Please select every line in the items below that contains the word "woman", and copy each one.

·····

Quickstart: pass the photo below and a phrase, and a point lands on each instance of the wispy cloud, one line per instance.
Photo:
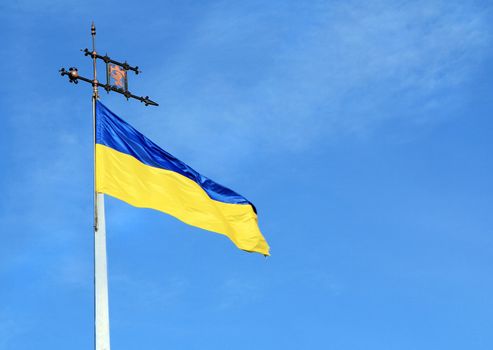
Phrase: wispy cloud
(314, 70)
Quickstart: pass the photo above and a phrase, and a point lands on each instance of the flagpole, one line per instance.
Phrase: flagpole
(101, 307)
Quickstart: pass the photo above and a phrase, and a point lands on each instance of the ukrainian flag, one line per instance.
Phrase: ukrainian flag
(134, 169)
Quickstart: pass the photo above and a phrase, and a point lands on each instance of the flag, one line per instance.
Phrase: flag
(134, 169)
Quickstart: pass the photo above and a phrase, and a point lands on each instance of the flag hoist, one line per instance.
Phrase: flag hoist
(130, 167)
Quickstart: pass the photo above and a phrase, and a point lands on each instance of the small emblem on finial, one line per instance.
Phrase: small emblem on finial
(118, 75)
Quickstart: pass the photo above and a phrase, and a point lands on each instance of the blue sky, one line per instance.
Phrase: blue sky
(361, 130)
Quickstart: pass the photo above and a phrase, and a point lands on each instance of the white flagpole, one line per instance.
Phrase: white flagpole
(101, 308)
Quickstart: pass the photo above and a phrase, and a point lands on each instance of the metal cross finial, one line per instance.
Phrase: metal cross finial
(116, 74)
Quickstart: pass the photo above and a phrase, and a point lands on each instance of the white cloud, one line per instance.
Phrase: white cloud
(319, 69)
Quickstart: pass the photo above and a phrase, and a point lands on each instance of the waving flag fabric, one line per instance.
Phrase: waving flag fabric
(132, 168)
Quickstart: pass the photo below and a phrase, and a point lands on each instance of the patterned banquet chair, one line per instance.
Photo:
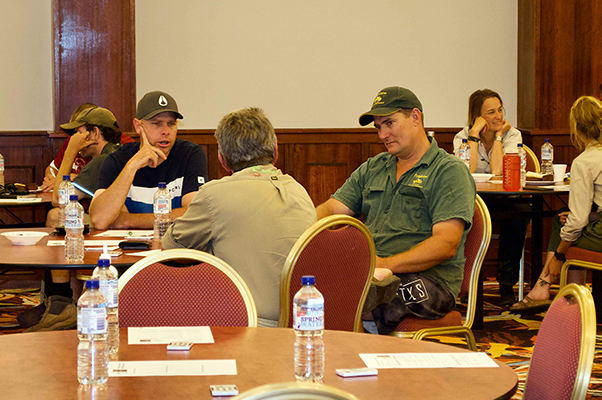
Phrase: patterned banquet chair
(342, 260)
(475, 248)
(563, 354)
(208, 293)
(295, 391)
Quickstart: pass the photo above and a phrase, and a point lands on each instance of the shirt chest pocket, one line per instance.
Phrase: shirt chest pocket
(372, 199)
(409, 210)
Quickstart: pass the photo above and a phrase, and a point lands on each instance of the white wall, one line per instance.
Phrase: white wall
(312, 63)
(320, 63)
(26, 65)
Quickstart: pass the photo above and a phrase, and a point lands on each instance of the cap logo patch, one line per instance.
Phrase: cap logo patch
(378, 99)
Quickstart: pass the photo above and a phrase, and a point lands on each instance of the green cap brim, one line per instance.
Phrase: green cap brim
(71, 127)
(368, 117)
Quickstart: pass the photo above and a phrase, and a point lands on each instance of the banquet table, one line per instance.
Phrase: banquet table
(43, 256)
(532, 200)
(43, 364)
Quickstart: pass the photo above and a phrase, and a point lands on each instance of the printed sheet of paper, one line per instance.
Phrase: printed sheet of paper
(145, 253)
(168, 334)
(87, 243)
(428, 360)
(172, 368)
(133, 234)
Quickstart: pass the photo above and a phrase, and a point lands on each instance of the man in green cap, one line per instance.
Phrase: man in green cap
(418, 202)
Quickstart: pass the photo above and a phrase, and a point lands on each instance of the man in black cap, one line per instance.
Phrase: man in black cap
(130, 176)
(418, 202)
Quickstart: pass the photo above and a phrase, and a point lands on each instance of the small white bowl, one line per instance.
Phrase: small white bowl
(481, 177)
(24, 238)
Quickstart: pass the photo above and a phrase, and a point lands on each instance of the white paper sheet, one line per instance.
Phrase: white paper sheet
(145, 253)
(428, 360)
(172, 368)
(145, 234)
(167, 334)
(22, 200)
(88, 243)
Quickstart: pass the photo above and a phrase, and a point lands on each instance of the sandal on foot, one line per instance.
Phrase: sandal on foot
(531, 306)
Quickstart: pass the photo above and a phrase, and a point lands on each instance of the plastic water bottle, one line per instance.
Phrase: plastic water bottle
(1, 170)
(523, 164)
(74, 231)
(162, 210)
(65, 190)
(92, 354)
(547, 157)
(108, 287)
(308, 311)
(464, 152)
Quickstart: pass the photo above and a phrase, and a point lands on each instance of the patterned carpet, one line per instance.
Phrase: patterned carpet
(507, 337)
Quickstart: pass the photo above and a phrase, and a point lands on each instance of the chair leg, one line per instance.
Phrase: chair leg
(521, 276)
(470, 340)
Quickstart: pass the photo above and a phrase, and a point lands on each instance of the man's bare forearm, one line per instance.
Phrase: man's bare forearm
(107, 205)
(428, 253)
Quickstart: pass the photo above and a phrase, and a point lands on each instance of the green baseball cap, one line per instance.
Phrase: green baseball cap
(388, 101)
(154, 103)
(92, 116)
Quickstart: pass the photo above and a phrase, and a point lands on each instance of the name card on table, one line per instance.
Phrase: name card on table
(168, 334)
(428, 360)
(172, 368)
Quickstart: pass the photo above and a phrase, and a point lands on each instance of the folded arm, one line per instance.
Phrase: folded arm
(442, 245)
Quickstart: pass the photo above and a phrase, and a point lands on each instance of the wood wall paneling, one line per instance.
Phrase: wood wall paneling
(94, 58)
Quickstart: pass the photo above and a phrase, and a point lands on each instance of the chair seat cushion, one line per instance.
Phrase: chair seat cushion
(575, 253)
(411, 323)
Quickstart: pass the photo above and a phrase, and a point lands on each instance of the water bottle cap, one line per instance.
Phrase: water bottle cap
(92, 284)
(103, 262)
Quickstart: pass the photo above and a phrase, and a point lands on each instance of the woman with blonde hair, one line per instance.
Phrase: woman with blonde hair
(579, 226)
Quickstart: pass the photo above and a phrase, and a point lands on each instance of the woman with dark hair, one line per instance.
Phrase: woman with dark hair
(489, 135)
(579, 226)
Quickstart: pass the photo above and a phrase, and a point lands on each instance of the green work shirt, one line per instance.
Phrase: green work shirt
(401, 214)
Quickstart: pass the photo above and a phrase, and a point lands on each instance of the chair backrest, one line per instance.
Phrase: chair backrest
(563, 354)
(295, 391)
(532, 160)
(209, 293)
(342, 260)
(475, 249)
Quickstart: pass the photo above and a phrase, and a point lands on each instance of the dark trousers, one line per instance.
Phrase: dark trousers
(511, 243)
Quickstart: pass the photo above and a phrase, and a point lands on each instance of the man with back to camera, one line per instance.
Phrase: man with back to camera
(129, 177)
(418, 202)
(252, 218)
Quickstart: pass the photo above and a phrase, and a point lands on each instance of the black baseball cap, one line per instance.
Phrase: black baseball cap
(154, 103)
(388, 101)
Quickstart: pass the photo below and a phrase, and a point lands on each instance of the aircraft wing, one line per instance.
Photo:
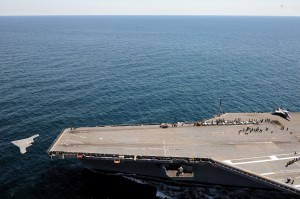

·····

### Finished answer:
Quickstart: pass the photo above and a phrase, and a point lands on each instance of the woman with blonde hair, one line per instance.
Phrase: woman with blonde hair
Quickstart: pass the photo above and a phrase, and a point lands on each instance of the woman with dark hair, one line per instance.
Phrase: woman with dark hair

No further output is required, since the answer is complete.